===== Stored data

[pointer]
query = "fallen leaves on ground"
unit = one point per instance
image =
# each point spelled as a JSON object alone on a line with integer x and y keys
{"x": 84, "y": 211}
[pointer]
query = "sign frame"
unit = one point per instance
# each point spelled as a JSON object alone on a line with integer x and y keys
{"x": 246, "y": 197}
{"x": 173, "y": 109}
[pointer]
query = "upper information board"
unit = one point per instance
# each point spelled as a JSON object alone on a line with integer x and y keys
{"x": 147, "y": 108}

==========
===== Stored data

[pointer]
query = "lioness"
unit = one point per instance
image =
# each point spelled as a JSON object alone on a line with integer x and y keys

==========

» Problem description: How many lines of the material contain the string "query", with case counting? Give only the number.

» Final answer: 4